Exercise task:
Transcribe all of the records precisely as they are presented.

Object location annotation data:
---------------
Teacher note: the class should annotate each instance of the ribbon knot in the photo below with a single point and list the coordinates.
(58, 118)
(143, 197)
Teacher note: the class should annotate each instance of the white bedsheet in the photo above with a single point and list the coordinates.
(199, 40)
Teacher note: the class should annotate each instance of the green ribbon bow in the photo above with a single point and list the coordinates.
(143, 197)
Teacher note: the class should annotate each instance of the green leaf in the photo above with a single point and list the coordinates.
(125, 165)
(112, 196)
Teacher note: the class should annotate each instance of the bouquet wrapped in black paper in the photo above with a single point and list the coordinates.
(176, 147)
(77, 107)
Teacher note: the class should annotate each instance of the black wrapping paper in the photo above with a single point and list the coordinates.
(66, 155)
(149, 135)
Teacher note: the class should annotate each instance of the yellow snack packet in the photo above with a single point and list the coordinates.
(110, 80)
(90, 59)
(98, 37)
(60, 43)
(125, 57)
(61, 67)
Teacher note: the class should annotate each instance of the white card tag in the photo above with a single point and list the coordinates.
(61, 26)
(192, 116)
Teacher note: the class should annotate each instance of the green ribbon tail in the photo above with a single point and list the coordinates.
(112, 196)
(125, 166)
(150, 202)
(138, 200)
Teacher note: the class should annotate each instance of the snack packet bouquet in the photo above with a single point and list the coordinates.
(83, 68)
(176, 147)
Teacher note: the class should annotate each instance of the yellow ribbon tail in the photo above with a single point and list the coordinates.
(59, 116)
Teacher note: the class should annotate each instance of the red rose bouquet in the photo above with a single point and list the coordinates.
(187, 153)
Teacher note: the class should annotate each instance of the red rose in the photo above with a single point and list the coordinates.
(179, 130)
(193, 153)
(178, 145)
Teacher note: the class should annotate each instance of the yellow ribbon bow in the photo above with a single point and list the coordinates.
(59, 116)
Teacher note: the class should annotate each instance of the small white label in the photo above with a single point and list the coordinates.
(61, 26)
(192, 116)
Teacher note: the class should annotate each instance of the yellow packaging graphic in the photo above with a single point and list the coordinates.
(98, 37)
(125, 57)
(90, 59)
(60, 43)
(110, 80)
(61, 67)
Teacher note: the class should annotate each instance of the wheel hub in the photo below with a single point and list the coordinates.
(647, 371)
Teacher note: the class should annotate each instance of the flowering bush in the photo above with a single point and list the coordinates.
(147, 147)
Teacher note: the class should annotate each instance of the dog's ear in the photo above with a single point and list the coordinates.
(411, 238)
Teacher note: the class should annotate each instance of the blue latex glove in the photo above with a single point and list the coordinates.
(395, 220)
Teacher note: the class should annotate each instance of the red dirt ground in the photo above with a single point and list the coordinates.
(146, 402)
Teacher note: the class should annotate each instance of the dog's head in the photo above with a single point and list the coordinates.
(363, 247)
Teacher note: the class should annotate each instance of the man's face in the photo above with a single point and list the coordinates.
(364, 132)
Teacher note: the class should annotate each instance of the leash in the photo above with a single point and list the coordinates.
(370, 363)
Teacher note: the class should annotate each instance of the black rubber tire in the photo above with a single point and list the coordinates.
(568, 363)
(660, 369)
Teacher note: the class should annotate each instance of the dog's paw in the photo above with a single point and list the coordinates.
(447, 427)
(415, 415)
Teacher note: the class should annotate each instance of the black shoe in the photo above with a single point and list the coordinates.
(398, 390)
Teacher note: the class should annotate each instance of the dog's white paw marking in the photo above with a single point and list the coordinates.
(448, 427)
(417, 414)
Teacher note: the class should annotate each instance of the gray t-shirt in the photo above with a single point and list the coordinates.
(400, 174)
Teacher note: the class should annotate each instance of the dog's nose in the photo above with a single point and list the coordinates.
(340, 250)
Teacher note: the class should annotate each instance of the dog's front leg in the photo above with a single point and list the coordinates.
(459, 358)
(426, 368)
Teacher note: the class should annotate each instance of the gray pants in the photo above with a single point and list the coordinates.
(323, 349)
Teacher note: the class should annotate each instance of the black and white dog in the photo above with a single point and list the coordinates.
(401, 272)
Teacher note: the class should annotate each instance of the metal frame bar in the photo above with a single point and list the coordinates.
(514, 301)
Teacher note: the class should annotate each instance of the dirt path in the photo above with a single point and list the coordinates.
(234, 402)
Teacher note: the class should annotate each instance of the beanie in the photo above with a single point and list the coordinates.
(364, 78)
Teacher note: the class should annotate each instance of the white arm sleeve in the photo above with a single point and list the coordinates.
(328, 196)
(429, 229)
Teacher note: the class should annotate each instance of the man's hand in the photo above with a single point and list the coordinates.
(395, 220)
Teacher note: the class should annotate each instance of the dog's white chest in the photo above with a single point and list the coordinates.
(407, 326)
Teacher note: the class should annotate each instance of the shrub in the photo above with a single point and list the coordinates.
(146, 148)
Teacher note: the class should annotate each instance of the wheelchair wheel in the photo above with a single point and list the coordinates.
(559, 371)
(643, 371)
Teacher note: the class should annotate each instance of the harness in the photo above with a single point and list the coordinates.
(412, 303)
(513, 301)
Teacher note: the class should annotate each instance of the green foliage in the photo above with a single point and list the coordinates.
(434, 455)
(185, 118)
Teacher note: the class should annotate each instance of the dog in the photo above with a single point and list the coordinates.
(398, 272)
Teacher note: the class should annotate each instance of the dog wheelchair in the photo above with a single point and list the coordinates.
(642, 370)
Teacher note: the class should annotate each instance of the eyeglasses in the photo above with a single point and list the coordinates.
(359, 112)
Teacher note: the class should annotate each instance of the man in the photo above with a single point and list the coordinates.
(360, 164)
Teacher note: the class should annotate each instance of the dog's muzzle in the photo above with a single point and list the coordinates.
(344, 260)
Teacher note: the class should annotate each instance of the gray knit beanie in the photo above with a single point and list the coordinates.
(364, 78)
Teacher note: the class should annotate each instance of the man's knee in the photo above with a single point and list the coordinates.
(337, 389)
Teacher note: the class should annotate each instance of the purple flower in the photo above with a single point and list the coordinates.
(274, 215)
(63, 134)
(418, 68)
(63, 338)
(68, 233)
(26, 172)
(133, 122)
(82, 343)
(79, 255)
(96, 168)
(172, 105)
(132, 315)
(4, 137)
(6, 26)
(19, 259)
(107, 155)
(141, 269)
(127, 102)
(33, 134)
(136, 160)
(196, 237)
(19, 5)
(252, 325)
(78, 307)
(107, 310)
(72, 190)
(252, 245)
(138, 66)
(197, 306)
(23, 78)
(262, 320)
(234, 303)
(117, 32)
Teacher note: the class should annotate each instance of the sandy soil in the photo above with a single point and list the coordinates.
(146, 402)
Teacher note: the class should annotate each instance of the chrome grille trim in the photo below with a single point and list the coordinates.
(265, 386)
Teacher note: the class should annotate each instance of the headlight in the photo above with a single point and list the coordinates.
---------------
Result of this exercise:
Teacher note: the class should annotate each instance of the ribbon knot in the photo below with a single point and list the coordinates.
(58, 118)
(143, 197)
Teacher note: the class should annotate each instance of the white bedsheet in the photo above with a single point and list the coordinates.
(199, 40)
Teacher note: the class should annotate each instance of the green ribbon bow in the photo above with a single point and list the coordinates.
(143, 197)
Teacher note: the class should annotate each instance of the green leaf in the photo above with a single point and list the coordinates.
(125, 165)
(112, 196)
Teacher note: the class should annotate each instance of the bouquet wrapped in black paper in the photo above with a single point and list the coordinates.
(176, 147)
(77, 107)
Teacher note: the class should annotate each instance of the black wrapping paper in the photo above with a single point and list the coordinates.
(66, 155)
(149, 135)
Teacher note: the class should annotate each instance of the yellow snack packet in the photo above with a single point and list the coordinates.
(110, 80)
(90, 59)
(98, 37)
(60, 43)
(125, 57)
(61, 67)
Teacher note: the class should annotate each instance of the white card tag in the photo above with a single point and list the coordinates.
(61, 26)
(192, 116)
Teacher note: the class should annotate each instance of the green ribbon tail in the photo above with a single point and list the coordinates.
(112, 196)
(125, 166)
(150, 202)
(138, 200)
Teacher note: the class should annotate each instance of the snack packet bouquet in the photo above with a single point and list the coordinates.
(83, 68)
(176, 147)
Teacher note: the class should annotate each instance of the yellow ribbon tail in the photo above with a single point and list the coordinates.
(59, 116)
Teacher note: the class should annotate each instance of the red rose bouquet in the photo above with a single point and list the coordinates.
(187, 153)
Teacher note: the class should annotate each instance of the red rose in the photo above with a single point and list the coordinates.
(179, 130)
(193, 153)
(178, 145)
Teacher note: the class should annotate each instance of the yellow ribbon bow in the photo above with a single point and list the coordinates.
(59, 116)
Teacher note: the class should annotate each instance of the small white label in the photo above with a single point and list the coordinates.
(61, 26)
(192, 116)
Teacher note: the class should annotate each instance of the yellow packaging graphic in the photo above with a single point and list the coordinates.
(98, 37)
(125, 57)
(90, 59)
(60, 43)
(110, 80)
(61, 67)
Teacher note: the class should annotate each instance of the wheel hub in the photo below with a single point and list the coordinates.
(647, 371)
Teacher note: the class should annotate each instance of the flowering bush in the photo above with a single point and list the coordinates.
(147, 147)
Teacher note: the class should annotate each instance of the dog's ear in the photo above with a single point and list the coordinates.
(411, 238)
Teacher note: the class should annotate each instance of the blue latex glove in the photo above with a single point and list the coordinates.
(395, 220)
Teacher note: the class should annotate each instance of the red dirt ground in the photo above with a single point and list the coordinates.
(146, 402)
Teacher note: the class should annotate each instance of the dog's head in the photo above with a single point and list the coordinates.
(363, 247)
Teacher note: the class should annotate each instance of the man's face in the photo above with a single point and list the coordinates.
(364, 132)
Teacher note: the class should annotate each instance of the leash in the photo above with a single point and list the coordinates.
(370, 363)
Teacher note: the class should annotate each instance of the black rubber tire in the photo above with a single point and list the coordinates.
(568, 363)
(660, 369)
Teacher note: the class should annotate each instance of the dog's paw in the photo above with a single point and list the coordinates.
(447, 427)
(415, 415)
Teacher note: the class should annotate each instance of the black shoe in the photo above with a single point and list the coordinates.
(398, 390)
Teacher note: the class should annotate each instance of the dog's white paw marking in the photo above with a single point and list the coordinates.
(448, 427)
(417, 414)
Teacher note: the class should annotate each instance of the gray t-shirt in the photo above with a single point and list the coordinates.
(400, 174)
Teacher note: the class should annotate each instance of the dog's nose in the photo above with a single point and list the coordinates.
(340, 250)
Teacher note: the class should annotate each instance of the dog's front leg in the photo above with a single point and list the coordinates.
(459, 358)
(426, 368)
Teacher note: the class should annotate each instance of the gray pants in the photo above with a single point and list the coordinates.
(323, 349)
Teacher note: the class should annotate each instance of the black and white dog in the photo above with a single point and list the coordinates.
(401, 272)
Teacher note: the class should annotate each instance of the metal frame bar in the photo above with a single point and list the coordinates.
(514, 301)
Teacher note: the class should annotate each instance of the dirt path in the photo above with a single point and list the coordinates.
(234, 402)
Teacher note: the class should annotate each instance of the beanie in the photo above with a single point and list the coordinates.
(364, 78)
Teacher note: the class should annotate each instance of the white arm sleeve in the photo above with a single point and list the coordinates.
(328, 196)
(429, 229)
Teacher note: the class should annotate each instance of the man's hand in the photo above with a single point and list the coordinates.
(395, 220)
Teacher note: the class should annotate each instance of the dog's white chest in the photo above with a single point and list the coordinates.
(407, 326)
Teacher note: the class should annotate each instance of the shrub in the photo above with a single point and list the coordinates.
(146, 148)
Teacher note: the class should annotate each instance of the wheelchair wheel in the photo above with a single point and list the coordinates.
(559, 371)
(643, 371)
Teacher note: the class should annotate each instance of the harness in the photo above with a single point and list the coordinates.
(412, 303)
(513, 301)
Teacher note: the class should annotate each instance of the green foliage in the photo above with a single point and list the coordinates.
(434, 455)
(185, 118)
Teacher note: the class should annotate each instance of the dog in the photo above with a single point and list the coordinates.
(398, 272)
Teacher note: the class should annotate each instance of the dog wheelchair in the photo above with a single point and list the coordinates.
(642, 370)
Teacher note: the class should annotate each instance of the eyeglasses in the photo above with a single point and list the coordinates.
(359, 112)
Teacher note: the class should annotate each instance of the man in the photo above with a single point and list the coordinates.
(360, 164)
Teacher note: the class should annotate each instance of the dog's muzzle in the photo above with a single point and list the coordinates.
(344, 260)
Teacher note: the class should annotate each instance of the gray knit beanie in the photo above with a single point and list the coordinates.
(364, 78)
Teacher note: the class should annotate each instance of the man's knee in the photo above with a single point and list the coordinates.
(337, 389)
Teacher note: the class should annotate each instance of the purple flower in the photo above with a single point and list the coordinates.
(274, 215)
(63, 134)
(418, 68)
(63, 338)
(68, 233)
(26, 172)
(133, 122)
(82, 343)
(79, 255)
(96, 168)
(172, 105)
(132, 315)
(4, 137)
(6, 26)
(19, 259)
(107, 155)
(141, 269)
(127, 102)
(33, 134)
(136, 160)
(196, 237)
(19, 5)
(252, 325)
(78, 307)
(107, 310)
(72, 190)
(252, 245)
(138, 66)
(197, 306)
(23, 78)
(262, 320)
(234, 303)
(117, 32)
Teacher note: the class should annotate each instance of the sandy soil in the photo above with a single point and list the coordinates.
(146, 402)
Teacher note: the class should annotate each instance of the chrome grille trim in the photo below with a single point and list the coordinates.
(265, 386)
Teacher note: the class should annotate each instance of the headlight in the photo above with a single point and list the coordinates.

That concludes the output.